▶ [Task brief] For this exercise, return only the lines in the records below from the one holding "line as [131,193]." through the one holding "line as [430,268].", including both, exactly as they appear and without pictures.
========
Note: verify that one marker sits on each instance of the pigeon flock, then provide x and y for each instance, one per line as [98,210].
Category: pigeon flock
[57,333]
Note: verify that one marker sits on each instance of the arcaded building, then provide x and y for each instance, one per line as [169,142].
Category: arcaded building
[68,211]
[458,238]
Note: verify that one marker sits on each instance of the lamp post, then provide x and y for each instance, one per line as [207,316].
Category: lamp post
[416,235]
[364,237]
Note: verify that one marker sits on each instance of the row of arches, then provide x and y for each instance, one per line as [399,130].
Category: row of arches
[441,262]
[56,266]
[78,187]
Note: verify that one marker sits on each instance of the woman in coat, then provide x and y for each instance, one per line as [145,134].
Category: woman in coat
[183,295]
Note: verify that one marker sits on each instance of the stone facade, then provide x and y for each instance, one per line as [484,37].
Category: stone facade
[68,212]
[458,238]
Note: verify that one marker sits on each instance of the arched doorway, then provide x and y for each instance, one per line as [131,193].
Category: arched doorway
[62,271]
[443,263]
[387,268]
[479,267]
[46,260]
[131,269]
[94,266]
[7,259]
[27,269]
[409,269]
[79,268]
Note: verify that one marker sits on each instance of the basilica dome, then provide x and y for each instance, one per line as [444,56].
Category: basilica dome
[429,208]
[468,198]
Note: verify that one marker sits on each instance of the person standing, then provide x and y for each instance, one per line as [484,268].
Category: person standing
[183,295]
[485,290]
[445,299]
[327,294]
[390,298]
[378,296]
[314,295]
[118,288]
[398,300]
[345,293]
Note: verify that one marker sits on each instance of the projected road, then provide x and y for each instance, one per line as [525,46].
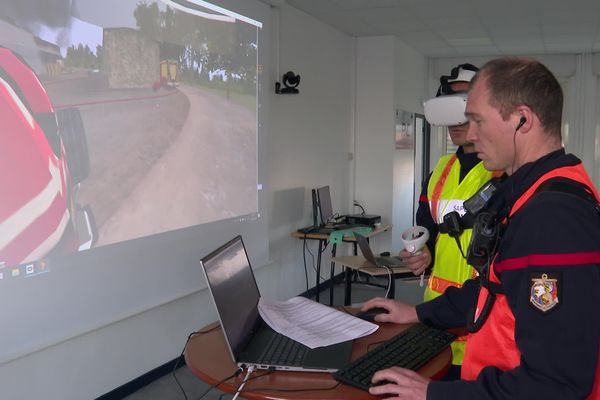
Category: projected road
[186,152]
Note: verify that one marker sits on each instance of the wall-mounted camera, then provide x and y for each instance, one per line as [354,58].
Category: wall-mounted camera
[290,81]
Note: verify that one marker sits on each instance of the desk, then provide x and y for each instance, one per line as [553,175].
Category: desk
[208,358]
[323,238]
[358,263]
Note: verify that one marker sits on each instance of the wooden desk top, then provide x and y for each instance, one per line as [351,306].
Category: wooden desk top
[208,358]
[324,236]
[361,264]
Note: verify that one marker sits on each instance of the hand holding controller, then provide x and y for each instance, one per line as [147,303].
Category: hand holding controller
[414,239]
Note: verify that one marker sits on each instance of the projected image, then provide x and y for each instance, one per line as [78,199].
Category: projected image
[122,119]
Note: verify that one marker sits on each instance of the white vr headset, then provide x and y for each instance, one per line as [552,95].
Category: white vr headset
[448,110]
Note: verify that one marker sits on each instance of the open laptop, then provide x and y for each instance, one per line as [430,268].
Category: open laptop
[235,293]
[389,261]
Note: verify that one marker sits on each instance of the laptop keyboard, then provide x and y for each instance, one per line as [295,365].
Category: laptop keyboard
[282,350]
[410,349]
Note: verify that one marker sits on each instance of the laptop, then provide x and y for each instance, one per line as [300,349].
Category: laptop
[389,261]
[250,340]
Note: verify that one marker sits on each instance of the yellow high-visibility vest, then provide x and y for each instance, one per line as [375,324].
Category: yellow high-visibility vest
[445,195]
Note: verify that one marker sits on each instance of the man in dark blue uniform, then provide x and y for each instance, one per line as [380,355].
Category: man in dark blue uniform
[533,311]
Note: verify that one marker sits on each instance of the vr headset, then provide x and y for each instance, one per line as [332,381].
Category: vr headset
[448,107]
[446,110]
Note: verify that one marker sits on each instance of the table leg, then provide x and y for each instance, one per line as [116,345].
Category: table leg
[317,284]
[333,250]
[348,286]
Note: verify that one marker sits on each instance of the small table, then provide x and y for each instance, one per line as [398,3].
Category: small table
[208,358]
[323,238]
[358,263]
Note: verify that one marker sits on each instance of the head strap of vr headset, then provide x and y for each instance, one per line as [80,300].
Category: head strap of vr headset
[445,87]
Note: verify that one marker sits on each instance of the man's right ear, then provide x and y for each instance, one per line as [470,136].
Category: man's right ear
[521,122]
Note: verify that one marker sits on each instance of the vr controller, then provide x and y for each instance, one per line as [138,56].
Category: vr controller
[446,110]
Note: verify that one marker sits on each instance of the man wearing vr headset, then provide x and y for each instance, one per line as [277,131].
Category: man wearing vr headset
[532,313]
[456,178]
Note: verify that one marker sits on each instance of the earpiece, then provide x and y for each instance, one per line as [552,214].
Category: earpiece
[521,122]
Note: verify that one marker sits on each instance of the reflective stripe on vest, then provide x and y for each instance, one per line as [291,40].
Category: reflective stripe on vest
[494,344]
[447,194]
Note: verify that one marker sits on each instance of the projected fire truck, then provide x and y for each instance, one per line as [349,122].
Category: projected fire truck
[43,158]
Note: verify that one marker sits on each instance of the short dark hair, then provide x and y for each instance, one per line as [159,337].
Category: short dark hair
[515,81]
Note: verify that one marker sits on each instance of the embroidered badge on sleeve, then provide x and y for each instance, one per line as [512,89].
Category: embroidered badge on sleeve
[544,294]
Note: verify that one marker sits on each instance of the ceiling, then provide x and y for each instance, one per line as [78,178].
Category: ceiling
[448,28]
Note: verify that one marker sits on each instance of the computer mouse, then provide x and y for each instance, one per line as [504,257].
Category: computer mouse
[369,315]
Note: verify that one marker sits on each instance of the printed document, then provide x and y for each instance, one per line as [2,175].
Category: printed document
[312,324]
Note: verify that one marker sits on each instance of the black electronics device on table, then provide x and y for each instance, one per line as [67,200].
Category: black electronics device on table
[410,349]
[363,219]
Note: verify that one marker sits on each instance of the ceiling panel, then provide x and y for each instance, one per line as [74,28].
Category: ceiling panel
[441,28]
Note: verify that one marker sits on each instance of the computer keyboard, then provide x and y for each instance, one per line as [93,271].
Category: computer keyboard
[410,349]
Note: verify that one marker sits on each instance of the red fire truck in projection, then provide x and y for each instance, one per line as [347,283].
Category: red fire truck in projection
[43,159]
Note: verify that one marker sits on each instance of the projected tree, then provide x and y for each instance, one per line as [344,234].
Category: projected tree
[208,52]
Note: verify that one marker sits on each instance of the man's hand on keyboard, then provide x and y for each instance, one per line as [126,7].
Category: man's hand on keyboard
[401,383]
[399,313]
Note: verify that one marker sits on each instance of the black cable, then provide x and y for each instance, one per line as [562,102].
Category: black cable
[304,258]
[268,389]
[313,259]
[211,387]
[269,372]
[362,209]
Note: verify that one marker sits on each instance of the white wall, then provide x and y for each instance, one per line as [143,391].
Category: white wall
[390,76]
[308,144]
[578,75]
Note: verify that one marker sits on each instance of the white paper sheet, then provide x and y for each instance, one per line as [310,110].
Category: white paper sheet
[311,323]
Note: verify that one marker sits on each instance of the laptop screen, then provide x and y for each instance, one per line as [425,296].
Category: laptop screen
[325,207]
[234,291]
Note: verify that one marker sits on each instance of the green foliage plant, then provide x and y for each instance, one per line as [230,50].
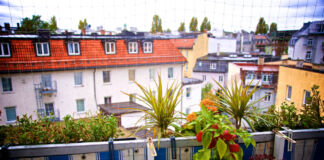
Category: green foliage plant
[218,135]
[161,112]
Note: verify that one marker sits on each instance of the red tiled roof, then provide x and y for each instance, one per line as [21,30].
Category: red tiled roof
[23,56]
[183,43]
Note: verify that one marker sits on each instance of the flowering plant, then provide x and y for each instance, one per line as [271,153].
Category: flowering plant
[217,134]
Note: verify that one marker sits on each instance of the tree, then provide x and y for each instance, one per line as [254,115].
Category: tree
[156,24]
[193,24]
[273,27]
[83,24]
[53,25]
[32,25]
[262,27]
[205,25]
[182,27]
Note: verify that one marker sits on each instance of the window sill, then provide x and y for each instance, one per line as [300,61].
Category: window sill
[80,85]
[8,92]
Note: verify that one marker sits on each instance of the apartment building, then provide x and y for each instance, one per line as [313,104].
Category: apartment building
[308,43]
[265,76]
[78,74]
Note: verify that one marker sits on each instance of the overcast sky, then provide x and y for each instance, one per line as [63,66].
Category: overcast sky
[230,15]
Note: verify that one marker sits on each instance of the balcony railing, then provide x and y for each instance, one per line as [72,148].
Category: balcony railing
[309,146]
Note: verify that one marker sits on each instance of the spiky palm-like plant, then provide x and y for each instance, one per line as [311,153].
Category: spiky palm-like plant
[161,113]
[236,102]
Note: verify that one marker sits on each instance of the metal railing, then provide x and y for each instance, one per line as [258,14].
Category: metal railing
[262,138]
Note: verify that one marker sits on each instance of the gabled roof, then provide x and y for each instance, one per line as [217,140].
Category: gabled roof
[23,55]
[183,43]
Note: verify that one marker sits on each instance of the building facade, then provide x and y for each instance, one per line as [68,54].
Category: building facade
[308,43]
[75,74]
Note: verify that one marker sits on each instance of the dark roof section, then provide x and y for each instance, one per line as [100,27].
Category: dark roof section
[121,108]
[188,81]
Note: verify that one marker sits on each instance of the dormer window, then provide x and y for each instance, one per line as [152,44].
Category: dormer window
[42,49]
[148,47]
[132,47]
[74,48]
[110,47]
[4,50]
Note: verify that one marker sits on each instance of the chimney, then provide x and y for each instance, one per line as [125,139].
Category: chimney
[102,32]
[7,26]
[300,63]
[261,60]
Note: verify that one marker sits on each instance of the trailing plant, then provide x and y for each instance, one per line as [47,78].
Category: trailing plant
[45,131]
[217,135]
[236,102]
[161,112]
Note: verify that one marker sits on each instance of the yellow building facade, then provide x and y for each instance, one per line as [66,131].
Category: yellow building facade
[198,49]
[293,83]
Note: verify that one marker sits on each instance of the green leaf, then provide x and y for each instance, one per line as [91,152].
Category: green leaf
[206,139]
[221,148]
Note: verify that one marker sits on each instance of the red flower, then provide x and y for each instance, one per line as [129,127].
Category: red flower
[199,136]
[227,135]
[215,126]
[234,147]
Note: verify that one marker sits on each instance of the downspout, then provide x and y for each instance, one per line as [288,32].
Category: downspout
[94,87]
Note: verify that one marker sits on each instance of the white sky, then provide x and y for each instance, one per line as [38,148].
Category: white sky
[230,15]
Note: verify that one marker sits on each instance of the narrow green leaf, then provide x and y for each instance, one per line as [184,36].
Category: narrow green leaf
[221,148]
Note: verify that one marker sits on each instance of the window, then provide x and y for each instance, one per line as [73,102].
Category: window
[310,42]
[152,73]
[110,48]
[4,50]
[204,77]
[80,105]
[306,96]
[132,98]
[42,49]
[107,100]
[147,47]
[170,72]
[220,79]
[288,97]
[188,90]
[74,48]
[106,76]
[46,81]
[131,75]
[308,55]
[11,114]
[132,47]
[267,98]
[213,65]
[78,78]
[49,109]
[6,84]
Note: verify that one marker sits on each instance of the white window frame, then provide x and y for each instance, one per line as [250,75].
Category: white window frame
[2,50]
[42,49]
[152,73]
[188,92]
[75,78]
[287,94]
[304,100]
[170,75]
[73,48]
[110,47]
[213,66]
[132,47]
[267,98]
[147,47]
[308,55]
========
▶ [Answer to the exercise]
Note: verify that one marker sits on each instance of the arched doorway, then provide x and y for each instance, one per line as [131,193].
Category: arched doorway
[62,271]
[443,263]
[387,268]
[479,267]
[46,260]
[131,269]
[94,266]
[7,259]
[27,269]
[409,269]
[79,268]
Note: verify that one marker sits on each instance of the basilica dome, then provide x and y for each instance, one per line as [444,56].
Category: basilica dome
[429,208]
[468,198]
Note: verify that one marker sits on each instance of the person standing, then provide x and y for each instance, one per line as [484,268].
Category: person standing
[183,295]
[485,290]
[445,299]
[327,294]
[390,298]
[378,296]
[314,295]
[118,288]
[398,300]
[345,293]
Note: verify that one marker sits on each instance of the projected road, then provide x and y for each instance, one per line as [525,46].
Category: projected road
[186,152]
Note: verify that one marker sits on each instance of the wall-mounted camera, then provide x and y for each instance, one per line as [354,58].
Category: wall-mounted camera
[290,81]
Note: verify that one marker sits on each instance of the desk, then provide x and y for each instance, one per line as [553,175].
Category: desk
[208,358]
[323,238]
[358,263]
Note: verify that one marker sits on each instance of the wooden desk top, then provide x and y for each instance, one per line as [351,306].
Category: wooden desk top
[208,358]
[324,236]
[361,264]
Note: verify that one marker sits on each instance of the hand holding controller, then provide x and y for each instance, one per line as [147,303].
Category: hand holding controller
[414,239]
Note: verify that one marker sits on each instance of the projected image, then provide x and y for each instance, one per line as [78,199].
Category: projected image
[122,119]
Note: verify that one marker sits on each instance of the white vr headset, then provide x and y for each instance, one per line as [552,95].
Category: white vr headset
[448,110]
Note: verify that one marker sits on each instance of the open laptop, then provide x and y for each instance, one per line as [430,268].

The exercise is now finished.